[start of DATASET RECORDS]
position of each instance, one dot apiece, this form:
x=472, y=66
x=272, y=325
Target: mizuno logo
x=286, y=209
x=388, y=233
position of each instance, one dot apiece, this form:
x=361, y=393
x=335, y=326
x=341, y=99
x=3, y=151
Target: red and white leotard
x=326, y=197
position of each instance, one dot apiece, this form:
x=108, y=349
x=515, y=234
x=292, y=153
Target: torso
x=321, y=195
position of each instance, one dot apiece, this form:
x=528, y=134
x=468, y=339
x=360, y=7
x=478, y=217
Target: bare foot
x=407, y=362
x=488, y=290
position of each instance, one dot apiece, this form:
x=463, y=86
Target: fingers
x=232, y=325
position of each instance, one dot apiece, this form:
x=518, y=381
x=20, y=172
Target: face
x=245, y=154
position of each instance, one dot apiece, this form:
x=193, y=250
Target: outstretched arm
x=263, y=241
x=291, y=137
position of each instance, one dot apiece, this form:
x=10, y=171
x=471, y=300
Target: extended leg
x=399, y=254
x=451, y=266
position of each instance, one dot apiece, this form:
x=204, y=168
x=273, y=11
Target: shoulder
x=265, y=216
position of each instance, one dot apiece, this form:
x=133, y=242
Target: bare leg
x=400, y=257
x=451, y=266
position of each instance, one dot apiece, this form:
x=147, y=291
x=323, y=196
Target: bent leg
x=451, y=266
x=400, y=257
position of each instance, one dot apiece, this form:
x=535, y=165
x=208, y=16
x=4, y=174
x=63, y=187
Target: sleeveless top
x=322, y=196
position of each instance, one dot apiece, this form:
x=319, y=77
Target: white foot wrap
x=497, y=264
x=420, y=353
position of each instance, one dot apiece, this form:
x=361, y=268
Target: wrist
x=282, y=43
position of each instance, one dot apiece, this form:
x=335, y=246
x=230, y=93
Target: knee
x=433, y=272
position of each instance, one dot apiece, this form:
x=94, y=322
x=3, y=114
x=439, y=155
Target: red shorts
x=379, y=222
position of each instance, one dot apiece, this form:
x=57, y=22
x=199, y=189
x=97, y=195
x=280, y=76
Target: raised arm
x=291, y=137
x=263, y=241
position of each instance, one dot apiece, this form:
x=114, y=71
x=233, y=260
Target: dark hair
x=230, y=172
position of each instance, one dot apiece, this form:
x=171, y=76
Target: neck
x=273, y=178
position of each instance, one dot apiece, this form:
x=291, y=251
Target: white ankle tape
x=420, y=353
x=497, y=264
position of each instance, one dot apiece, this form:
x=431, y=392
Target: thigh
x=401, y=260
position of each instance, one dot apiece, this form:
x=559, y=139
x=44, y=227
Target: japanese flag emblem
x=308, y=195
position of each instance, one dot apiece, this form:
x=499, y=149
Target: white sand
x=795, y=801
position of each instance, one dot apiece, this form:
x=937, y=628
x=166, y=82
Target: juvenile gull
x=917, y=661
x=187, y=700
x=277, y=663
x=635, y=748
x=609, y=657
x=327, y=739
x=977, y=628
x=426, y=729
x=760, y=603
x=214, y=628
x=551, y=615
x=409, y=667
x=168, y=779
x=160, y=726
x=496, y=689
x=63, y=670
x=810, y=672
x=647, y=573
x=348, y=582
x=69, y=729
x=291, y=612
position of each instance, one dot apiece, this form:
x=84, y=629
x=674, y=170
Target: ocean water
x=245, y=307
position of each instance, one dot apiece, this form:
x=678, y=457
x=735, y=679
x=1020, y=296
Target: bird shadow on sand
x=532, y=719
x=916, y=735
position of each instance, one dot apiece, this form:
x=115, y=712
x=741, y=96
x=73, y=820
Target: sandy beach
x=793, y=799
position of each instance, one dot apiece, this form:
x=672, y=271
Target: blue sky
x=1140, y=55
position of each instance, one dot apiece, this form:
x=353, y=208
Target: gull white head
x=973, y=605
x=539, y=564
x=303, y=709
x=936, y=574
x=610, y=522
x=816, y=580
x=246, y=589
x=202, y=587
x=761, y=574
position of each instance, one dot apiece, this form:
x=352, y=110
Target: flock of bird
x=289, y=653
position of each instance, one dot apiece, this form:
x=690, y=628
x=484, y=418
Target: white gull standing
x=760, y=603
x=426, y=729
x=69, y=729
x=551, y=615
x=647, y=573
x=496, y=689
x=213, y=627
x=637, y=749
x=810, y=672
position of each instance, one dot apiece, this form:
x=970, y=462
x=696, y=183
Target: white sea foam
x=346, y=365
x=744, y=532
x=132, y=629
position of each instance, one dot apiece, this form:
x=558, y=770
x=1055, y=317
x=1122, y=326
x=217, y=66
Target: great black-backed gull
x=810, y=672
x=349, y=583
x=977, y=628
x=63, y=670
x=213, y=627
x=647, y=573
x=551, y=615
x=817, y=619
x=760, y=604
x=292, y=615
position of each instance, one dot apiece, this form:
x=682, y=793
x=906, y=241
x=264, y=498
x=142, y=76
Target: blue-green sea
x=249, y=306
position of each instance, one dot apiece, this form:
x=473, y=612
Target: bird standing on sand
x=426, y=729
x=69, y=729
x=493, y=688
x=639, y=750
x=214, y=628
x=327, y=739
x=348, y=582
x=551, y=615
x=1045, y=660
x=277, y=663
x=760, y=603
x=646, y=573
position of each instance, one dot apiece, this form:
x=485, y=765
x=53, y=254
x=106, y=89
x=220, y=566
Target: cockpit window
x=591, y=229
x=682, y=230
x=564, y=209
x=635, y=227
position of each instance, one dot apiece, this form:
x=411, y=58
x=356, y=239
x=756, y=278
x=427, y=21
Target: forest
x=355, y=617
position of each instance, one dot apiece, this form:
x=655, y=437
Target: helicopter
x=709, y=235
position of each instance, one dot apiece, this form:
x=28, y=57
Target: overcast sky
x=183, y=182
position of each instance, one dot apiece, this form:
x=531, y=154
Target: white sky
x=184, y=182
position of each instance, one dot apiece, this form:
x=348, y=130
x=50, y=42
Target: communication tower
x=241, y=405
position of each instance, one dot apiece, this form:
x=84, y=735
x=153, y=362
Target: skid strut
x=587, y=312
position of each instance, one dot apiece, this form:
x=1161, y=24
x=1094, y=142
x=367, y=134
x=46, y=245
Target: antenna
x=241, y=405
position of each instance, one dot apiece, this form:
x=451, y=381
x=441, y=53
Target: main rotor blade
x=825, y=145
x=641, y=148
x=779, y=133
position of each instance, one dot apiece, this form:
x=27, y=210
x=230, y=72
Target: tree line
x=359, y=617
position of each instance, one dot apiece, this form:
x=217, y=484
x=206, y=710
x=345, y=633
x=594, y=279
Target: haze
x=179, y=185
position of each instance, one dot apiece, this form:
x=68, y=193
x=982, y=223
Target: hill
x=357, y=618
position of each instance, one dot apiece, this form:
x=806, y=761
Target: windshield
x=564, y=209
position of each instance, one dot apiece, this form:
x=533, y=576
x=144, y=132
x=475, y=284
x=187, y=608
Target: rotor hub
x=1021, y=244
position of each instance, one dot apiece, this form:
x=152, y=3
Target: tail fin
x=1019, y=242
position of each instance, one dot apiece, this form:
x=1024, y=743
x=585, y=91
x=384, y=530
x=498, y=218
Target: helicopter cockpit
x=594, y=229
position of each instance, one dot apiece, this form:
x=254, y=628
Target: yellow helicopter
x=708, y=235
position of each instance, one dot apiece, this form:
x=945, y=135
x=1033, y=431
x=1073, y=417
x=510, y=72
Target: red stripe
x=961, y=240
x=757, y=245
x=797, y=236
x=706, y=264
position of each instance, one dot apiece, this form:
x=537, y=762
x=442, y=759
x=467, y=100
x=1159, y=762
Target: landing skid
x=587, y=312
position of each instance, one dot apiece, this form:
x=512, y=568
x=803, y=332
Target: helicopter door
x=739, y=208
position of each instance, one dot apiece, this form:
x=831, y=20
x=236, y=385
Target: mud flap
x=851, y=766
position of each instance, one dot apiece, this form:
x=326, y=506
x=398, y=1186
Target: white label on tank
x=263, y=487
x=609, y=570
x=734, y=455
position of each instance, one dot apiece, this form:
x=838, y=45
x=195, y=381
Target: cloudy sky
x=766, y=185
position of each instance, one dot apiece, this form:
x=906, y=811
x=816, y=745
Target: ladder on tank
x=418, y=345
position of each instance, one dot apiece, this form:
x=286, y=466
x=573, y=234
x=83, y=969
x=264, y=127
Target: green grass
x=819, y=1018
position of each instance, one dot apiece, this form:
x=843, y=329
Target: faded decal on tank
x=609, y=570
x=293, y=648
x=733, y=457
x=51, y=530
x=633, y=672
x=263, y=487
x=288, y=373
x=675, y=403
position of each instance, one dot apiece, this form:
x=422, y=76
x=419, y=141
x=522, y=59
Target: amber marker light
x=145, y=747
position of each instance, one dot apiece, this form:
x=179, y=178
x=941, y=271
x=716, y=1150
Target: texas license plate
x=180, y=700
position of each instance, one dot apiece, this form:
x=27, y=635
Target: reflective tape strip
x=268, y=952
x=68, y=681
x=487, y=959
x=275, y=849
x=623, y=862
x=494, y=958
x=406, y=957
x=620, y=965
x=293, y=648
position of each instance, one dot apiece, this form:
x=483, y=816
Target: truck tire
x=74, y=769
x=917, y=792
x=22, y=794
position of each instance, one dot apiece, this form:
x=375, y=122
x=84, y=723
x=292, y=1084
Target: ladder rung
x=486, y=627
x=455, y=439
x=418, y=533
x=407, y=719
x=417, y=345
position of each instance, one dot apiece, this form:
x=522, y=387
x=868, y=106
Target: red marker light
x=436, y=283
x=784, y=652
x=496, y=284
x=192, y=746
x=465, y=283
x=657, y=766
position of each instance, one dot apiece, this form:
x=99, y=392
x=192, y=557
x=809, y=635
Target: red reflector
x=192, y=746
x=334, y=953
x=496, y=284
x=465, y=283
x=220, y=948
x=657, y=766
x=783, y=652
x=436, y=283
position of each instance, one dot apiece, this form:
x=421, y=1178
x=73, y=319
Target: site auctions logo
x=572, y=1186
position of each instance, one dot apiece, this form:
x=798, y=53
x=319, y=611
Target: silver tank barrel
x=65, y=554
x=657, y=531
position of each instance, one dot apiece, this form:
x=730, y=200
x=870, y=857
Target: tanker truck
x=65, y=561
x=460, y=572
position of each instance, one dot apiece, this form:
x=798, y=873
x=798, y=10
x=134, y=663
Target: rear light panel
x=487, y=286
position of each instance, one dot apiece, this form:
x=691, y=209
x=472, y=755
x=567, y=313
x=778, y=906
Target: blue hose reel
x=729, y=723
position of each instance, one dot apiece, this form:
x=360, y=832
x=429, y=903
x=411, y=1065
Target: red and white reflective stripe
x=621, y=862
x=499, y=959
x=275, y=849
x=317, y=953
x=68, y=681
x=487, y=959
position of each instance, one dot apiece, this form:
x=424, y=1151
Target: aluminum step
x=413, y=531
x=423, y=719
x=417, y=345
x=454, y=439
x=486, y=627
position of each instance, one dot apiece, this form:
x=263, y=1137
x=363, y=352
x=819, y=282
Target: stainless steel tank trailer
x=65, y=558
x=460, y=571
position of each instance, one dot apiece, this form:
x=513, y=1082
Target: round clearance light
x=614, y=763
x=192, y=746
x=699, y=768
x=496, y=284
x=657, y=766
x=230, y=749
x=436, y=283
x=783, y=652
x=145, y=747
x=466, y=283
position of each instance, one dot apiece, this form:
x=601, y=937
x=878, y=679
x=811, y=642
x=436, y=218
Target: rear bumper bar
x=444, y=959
[end of DATASET RECORDS]
TASK DESCRIPTION:
Pull out every line of the items above that contains the string "bird". Case counts, so only lines with that exact capitalization belong in the result.

RESULT BELOW:
Target: bird shadow on sand
Target: flock of bird
Target: bird standing on sand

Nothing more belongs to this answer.